# Records for the task start

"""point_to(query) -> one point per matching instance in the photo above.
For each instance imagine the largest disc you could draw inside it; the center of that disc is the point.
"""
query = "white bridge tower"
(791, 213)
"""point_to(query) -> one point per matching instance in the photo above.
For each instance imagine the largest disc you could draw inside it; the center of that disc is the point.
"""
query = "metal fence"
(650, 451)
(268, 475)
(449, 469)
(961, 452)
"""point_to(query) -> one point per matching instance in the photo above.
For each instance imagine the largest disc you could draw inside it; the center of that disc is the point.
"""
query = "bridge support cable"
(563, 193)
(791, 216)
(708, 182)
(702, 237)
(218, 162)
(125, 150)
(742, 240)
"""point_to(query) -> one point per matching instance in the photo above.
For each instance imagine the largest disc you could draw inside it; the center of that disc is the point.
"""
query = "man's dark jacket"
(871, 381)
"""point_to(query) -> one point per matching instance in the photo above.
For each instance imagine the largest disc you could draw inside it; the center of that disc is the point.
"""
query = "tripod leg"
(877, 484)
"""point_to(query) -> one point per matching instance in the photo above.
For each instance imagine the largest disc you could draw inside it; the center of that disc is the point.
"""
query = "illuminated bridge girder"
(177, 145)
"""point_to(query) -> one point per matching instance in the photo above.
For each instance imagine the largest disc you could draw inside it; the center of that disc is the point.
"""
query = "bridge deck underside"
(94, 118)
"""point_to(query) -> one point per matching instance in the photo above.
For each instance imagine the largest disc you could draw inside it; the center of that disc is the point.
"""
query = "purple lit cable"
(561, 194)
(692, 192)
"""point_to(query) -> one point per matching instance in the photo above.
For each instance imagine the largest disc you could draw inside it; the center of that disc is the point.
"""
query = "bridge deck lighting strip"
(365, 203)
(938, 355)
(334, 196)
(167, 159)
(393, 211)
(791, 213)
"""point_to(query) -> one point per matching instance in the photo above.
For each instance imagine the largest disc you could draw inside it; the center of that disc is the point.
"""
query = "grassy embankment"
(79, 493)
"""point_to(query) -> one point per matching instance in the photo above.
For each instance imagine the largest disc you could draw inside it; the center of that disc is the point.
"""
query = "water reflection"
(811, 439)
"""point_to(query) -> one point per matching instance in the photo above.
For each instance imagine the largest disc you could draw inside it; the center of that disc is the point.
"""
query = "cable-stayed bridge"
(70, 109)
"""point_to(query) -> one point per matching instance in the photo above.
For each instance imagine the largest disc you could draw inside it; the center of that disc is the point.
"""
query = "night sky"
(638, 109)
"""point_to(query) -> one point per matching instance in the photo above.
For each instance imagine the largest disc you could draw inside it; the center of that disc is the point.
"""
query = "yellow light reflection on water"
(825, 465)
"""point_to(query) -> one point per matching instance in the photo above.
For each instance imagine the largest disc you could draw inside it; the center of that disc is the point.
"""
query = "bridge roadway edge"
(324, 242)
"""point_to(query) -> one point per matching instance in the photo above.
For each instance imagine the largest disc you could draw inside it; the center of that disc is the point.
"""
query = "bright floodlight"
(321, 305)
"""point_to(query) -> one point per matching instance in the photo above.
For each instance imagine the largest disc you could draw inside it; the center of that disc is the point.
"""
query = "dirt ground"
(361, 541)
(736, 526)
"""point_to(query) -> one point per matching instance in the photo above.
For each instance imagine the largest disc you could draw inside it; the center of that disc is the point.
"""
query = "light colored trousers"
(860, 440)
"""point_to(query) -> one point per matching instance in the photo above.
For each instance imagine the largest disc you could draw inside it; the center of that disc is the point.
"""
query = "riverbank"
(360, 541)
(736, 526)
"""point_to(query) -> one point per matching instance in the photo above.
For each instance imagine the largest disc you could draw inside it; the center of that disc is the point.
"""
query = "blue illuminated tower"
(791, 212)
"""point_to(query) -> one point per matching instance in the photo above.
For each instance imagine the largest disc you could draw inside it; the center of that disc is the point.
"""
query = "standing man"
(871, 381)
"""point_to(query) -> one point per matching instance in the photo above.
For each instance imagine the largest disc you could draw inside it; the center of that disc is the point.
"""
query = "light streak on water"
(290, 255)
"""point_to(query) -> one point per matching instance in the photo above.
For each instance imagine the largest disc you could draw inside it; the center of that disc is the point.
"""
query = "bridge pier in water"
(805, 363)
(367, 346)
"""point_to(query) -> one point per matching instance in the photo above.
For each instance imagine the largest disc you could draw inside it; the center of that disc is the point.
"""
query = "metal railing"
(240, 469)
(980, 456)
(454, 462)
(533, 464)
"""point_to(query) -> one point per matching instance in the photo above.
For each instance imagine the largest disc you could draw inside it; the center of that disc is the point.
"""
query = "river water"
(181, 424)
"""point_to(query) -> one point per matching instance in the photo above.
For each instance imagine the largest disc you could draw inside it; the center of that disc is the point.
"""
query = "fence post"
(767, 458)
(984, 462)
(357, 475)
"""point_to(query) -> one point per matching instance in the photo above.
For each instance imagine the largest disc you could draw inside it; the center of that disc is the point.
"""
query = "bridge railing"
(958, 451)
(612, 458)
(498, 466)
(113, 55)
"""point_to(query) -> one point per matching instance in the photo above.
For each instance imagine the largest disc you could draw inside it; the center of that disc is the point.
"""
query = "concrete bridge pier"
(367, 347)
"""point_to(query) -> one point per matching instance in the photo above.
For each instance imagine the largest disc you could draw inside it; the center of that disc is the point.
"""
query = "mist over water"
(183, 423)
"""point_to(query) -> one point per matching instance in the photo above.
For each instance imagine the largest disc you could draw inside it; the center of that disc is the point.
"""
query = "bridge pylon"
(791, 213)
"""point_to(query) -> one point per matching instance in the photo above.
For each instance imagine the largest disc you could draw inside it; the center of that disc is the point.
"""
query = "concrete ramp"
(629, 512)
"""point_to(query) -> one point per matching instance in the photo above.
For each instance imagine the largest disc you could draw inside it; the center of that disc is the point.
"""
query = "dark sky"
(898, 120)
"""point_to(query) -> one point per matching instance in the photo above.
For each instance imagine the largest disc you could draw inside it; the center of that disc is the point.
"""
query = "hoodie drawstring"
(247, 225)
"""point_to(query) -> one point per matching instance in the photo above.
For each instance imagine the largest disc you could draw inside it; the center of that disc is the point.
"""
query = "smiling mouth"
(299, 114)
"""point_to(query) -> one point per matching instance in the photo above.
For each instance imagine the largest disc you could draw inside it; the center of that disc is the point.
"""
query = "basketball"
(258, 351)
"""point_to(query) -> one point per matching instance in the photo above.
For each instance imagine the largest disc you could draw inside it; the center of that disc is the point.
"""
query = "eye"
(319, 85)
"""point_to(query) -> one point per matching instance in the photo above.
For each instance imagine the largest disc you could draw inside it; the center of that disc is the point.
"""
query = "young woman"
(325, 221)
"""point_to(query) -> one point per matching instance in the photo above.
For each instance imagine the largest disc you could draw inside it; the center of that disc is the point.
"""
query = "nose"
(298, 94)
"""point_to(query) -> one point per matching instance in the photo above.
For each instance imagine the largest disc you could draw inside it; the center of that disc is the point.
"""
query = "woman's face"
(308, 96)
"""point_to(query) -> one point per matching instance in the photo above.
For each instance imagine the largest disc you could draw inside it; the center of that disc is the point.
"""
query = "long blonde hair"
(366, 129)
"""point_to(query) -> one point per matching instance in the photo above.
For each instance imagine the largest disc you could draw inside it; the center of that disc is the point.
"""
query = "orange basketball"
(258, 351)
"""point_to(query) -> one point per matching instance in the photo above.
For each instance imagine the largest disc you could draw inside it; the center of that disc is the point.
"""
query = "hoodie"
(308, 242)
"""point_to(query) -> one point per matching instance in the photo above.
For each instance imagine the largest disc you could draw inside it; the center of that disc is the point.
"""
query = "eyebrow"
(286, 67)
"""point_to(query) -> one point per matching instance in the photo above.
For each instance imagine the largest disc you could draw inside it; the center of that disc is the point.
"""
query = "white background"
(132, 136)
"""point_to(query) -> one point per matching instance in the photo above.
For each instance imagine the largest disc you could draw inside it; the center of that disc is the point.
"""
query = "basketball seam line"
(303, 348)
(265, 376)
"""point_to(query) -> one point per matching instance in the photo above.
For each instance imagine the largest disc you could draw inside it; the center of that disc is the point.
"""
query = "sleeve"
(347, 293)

# Records for the task end

**What you will do**
Show each line of the items above that contains the word "metal".

**Correct answer**
query = "metal fence"
query = "metal railing"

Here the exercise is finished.